======== Document section ========
Book cover in orange with a red thorny stem and tendrils in the shape of a thorny heart

Love and Other Rituals by Monica Macansantos is a book of short stories that explores the Filipino diaspora. Distance, in all senses of the word, is a defining feature of the collection. A mother lives abroad as an Overseas Filipino Worker, or OFW. A young professor and his handyman lover are divided by class differences. An elderly father recedes into his mental illness. In each of the stories, the characters long for connection, but they struggle to overcome the distances between them.

Communication is our human attempt to bridge gaps both physical and emotional. In one story, a young woman in Wellington stays in touch with her mother in the US through Facebook. In another story, a lonely teenager, wanting to feel safe and loved, asks her older brother if he’d search for her if she ran away. But communication is often imperfect, words a poor substitute for the things we actually want. No one speaks the perfect language to heal our longings, and as such, Macansantos’s stories resist neat resolutions.

It might seem at first like the stories are underbaked. They only hint at endings with no real sense of closure. To be sure, good fiction should leave you wanting more. However, when reading Love and Other Rituals I was initially frustrated by what seemed like a lack of development. I had just started getting into the world of the characters, just barely started exploring their interiority, when suddenly I was met with the white space telling me the story was over. By the third or fourth story, I realized that this was a feature, not a bug. What had seemed like a lack of development was actually a theme: you can’t say everything you need to say. Some interpersonal conflicts are just too complex to be resolved neatly with words.
======== Data rows ========
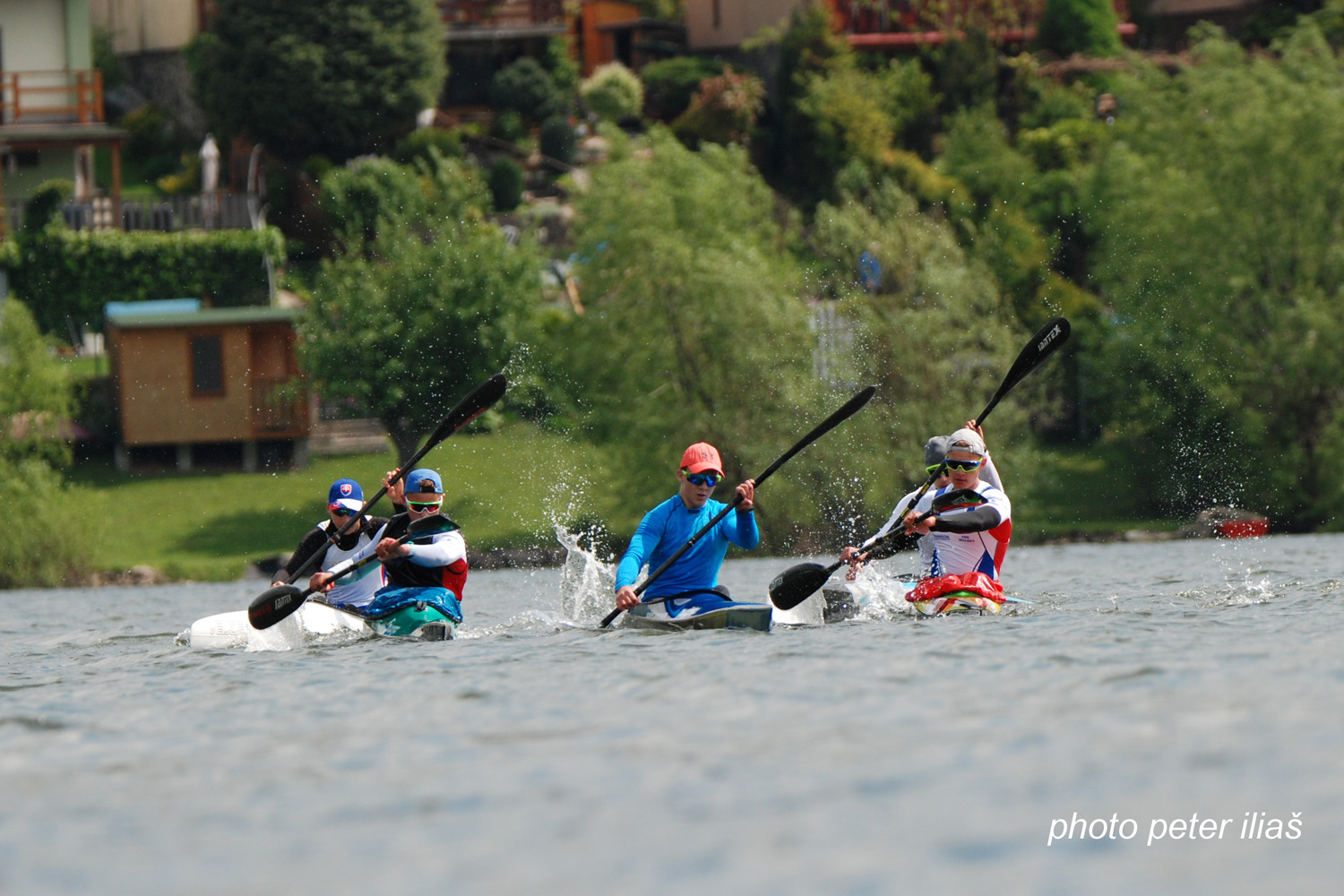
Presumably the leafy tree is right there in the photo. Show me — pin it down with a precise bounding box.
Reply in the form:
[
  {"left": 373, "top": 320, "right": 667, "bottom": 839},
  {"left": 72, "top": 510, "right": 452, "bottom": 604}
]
[
  {"left": 491, "top": 56, "right": 564, "bottom": 121},
  {"left": 556, "top": 126, "right": 816, "bottom": 529},
  {"left": 191, "top": 0, "right": 446, "bottom": 162},
  {"left": 1037, "top": 0, "right": 1123, "bottom": 57},
  {"left": 303, "top": 157, "right": 540, "bottom": 457},
  {"left": 640, "top": 56, "right": 723, "bottom": 121},
  {"left": 672, "top": 67, "right": 765, "bottom": 146},
  {"left": 811, "top": 181, "right": 1030, "bottom": 538},
  {"left": 580, "top": 62, "right": 644, "bottom": 121}
]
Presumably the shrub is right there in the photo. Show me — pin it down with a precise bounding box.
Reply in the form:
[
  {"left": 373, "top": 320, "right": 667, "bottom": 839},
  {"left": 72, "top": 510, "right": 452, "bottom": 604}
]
[
  {"left": 491, "top": 56, "right": 564, "bottom": 121},
  {"left": 640, "top": 56, "right": 723, "bottom": 121},
  {"left": 0, "top": 227, "right": 285, "bottom": 333},
  {"left": 489, "top": 157, "right": 523, "bottom": 211},
  {"left": 538, "top": 116, "right": 574, "bottom": 164},
  {"left": 672, "top": 70, "right": 765, "bottom": 148},
  {"left": 188, "top": 0, "right": 446, "bottom": 162},
  {"left": 580, "top": 62, "right": 644, "bottom": 121},
  {"left": 1037, "top": 0, "right": 1121, "bottom": 57},
  {"left": 491, "top": 108, "right": 527, "bottom": 143},
  {"left": 392, "top": 127, "right": 462, "bottom": 165},
  {"left": 0, "top": 460, "right": 104, "bottom": 589}
]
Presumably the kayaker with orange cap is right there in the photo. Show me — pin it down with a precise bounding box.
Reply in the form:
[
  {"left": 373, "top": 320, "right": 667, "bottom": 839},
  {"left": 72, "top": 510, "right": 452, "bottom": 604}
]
[{"left": 616, "top": 442, "right": 761, "bottom": 616}]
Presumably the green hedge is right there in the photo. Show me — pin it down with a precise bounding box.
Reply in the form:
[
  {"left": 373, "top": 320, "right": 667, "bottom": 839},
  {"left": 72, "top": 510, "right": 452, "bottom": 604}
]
[{"left": 0, "top": 226, "right": 285, "bottom": 334}]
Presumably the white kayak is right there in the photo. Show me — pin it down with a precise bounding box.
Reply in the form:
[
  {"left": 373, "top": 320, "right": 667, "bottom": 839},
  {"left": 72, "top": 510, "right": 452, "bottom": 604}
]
[
  {"left": 187, "top": 600, "right": 457, "bottom": 650},
  {"left": 623, "top": 602, "right": 773, "bottom": 632}
]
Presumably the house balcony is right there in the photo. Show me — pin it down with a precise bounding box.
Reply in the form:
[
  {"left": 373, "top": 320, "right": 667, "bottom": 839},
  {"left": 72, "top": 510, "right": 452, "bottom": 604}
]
[
  {"left": 0, "top": 68, "right": 104, "bottom": 125},
  {"left": 438, "top": 0, "right": 569, "bottom": 33},
  {"left": 832, "top": 0, "right": 1137, "bottom": 48}
]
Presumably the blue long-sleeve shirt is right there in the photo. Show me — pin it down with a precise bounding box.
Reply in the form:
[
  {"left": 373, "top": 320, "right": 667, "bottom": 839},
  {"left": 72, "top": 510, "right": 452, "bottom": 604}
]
[{"left": 616, "top": 495, "right": 761, "bottom": 599}]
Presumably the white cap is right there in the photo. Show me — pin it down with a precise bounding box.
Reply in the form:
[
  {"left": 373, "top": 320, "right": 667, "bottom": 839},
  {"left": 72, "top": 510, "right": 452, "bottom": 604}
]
[{"left": 948, "top": 428, "right": 989, "bottom": 457}]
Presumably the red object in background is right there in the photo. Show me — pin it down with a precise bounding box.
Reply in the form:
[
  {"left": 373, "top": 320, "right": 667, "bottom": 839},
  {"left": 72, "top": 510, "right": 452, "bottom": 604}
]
[{"left": 1214, "top": 520, "right": 1269, "bottom": 538}]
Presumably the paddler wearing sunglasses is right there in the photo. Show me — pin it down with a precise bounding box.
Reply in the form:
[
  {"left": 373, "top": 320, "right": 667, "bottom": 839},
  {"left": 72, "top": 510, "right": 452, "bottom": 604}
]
[
  {"left": 840, "top": 420, "right": 1003, "bottom": 582},
  {"left": 616, "top": 442, "right": 761, "bottom": 614},
  {"left": 271, "top": 479, "right": 406, "bottom": 606},
  {"left": 309, "top": 468, "right": 468, "bottom": 622},
  {"left": 905, "top": 427, "right": 1012, "bottom": 583}
]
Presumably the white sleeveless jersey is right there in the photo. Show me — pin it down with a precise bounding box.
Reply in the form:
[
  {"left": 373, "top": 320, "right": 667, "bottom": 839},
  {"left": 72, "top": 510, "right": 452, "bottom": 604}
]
[{"left": 317, "top": 520, "right": 383, "bottom": 607}]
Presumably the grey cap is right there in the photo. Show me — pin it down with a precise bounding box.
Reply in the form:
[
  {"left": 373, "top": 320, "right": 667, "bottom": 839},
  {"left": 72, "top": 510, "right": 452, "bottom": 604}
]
[
  {"left": 925, "top": 435, "right": 952, "bottom": 468},
  {"left": 948, "top": 428, "right": 989, "bottom": 457}
]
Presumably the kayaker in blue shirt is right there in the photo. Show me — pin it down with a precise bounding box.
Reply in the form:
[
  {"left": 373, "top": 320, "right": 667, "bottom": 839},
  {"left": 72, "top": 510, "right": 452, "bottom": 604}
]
[
  {"left": 616, "top": 442, "right": 761, "bottom": 613},
  {"left": 309, "top": 468, "right": 468, "bottom": 624}
]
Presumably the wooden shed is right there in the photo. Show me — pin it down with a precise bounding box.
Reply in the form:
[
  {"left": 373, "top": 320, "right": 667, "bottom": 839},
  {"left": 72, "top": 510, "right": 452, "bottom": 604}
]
[{"left": 107, "top": 299, "right": 311, "bottom": 470}]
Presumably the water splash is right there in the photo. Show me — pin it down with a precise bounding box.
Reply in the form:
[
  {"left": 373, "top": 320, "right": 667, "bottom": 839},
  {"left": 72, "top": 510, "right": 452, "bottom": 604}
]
[{"left": 556, "top": 522, "right": 616, "bottom": 624}]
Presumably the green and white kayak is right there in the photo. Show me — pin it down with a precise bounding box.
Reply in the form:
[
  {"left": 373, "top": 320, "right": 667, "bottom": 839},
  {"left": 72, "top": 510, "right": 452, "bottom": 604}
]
[
  {"left": 187, "top": 599, "right": 457, "bottom": 650},
  {"left": 623, "top": 602, "right": 773, "bottom": 632}
]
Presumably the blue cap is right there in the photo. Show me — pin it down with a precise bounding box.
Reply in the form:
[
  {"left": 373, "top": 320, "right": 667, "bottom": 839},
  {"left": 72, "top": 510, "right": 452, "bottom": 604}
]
[
  {"left": 406, "top": 466, "right": 444, "bottom": 495},
  {"left": 327, "top": 479, "right": 365, "bottom": 511}
]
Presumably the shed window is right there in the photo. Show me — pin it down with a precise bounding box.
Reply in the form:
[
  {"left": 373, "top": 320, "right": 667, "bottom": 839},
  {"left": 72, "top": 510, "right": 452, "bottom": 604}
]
[{"left": 191, "top": 336, "right": 225, "bottom": 395}]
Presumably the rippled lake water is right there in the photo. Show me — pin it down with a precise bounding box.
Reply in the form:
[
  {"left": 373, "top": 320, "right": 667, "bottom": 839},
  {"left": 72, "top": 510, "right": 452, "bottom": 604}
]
[{"left": 0, "top": 536, "right": 1344, "bottom": 895}]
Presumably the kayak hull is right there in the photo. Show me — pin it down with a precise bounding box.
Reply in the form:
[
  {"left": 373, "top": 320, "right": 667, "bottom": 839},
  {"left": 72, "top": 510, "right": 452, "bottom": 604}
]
[
  {"left": 822, "top": 579, "right": 1012, "bottom": 624},
  {"left": 906, "top": 591, "right": 1003, "bottom": 616},
  {"left": 623, "top": 603, "right": 771, "bottom": 632},
  {"left": 187, "top": 600, "right": 457, "bottom": 650}
]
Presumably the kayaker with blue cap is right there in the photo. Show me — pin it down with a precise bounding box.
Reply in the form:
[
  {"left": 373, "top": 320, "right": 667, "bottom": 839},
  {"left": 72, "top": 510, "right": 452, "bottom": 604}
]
[
  {"left": 271, "top": 479, "right": 405, "bottom": 606},
  {"left": 616, "top": 442, "right": 761, "bottom": 616},
  {"left": 309, "top": 468, "right": 468, "bottom": 622}
]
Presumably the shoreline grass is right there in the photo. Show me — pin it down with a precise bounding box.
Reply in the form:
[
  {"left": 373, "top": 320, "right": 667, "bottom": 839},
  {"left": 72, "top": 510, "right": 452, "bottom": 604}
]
[{"left": 67, "top": 423, "right": 1180, "bottom": 581}]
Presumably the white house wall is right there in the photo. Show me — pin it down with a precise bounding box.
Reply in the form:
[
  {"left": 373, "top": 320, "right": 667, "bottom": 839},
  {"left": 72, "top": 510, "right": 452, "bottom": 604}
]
[
  {"left": 89, "top": 0, "right": 199, "bottom": 54},
  {"left": 0, "top": 0, "right": 67, "bottom": 71}
]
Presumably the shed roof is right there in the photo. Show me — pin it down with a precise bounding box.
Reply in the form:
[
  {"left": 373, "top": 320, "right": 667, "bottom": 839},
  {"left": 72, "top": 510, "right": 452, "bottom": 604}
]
[{"left": 108, "top": 305, "right": 303, "bottom": 329}]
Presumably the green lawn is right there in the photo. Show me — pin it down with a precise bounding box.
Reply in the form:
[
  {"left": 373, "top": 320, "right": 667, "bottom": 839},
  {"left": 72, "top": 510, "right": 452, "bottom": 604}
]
[
  {"left": 69, "top": 425, "right": 639, "bottom": 581},
  {"left": 69, "top": 423, "right": 1177, "bottom": 581}
]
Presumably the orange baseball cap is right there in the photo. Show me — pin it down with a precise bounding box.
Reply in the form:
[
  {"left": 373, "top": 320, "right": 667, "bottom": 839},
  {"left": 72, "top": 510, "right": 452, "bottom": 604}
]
[{"left": 682, "top": 442, "right": 723, "bottom": 476}]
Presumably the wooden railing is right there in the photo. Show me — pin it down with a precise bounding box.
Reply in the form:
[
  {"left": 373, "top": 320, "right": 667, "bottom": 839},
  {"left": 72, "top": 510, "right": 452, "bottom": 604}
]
[
  {"left": 0, "top": 68, "right": 104, "bottom": 125},
  {"left": 4, "top": 192, "right": 253, "bottom": 232},
  {"left": 438, "top": 0, "right": 564, "bottom": 28},
  {"left": 831, "top": 0, "right": 1129, "bottom": 33}
]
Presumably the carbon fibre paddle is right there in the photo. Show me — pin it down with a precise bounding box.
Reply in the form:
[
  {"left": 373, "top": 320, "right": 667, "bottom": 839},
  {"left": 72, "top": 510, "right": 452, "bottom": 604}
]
[{"left": 771, "top": 317, "right": 1073, "bottom": 610}]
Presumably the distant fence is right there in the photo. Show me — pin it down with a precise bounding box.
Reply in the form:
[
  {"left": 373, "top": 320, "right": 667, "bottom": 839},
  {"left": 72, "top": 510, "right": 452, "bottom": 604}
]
[
  {"left": 808, "top": 298, "right": 854, "bottom": 388},
  {"left": 5, "top": 194, "right": 253, "bottom": 231}
]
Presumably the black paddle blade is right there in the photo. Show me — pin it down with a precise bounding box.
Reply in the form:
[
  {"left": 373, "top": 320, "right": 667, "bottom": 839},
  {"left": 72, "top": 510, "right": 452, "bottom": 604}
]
========
## [Aim 1]
According to the review, why did the reviewer come to see the stories' abrupt endings as a feature rather than a flaw? Answer in one to three sentences.
## [Aim 2]
Please repeat everything in the review from "Communication is our" down to "resist neat resolutions.".

## [Expected answer 1]
The reviewer realized that what looked like a lack of development was actually a theme of the collection: you can't say everything you need to say. Some interpersonal conflicts are too complex to be resolved neatly with words.

## [Expected answer 2]
Communication is our human attempt to bridge gaps both physical and emotional. In one story, a young woman in Wellington stays in touch with her mother in the US through Facebook. In another story, a lonely teenager, wanting to feel safe and loved, asks her older brother if he’d search for her if she ran away. But communication is often imperfect, words a poor substitute for the things we actually want. No one speaks the perfect language to heal our longings, and as such, Macansantos’s stories resist neat resolutions.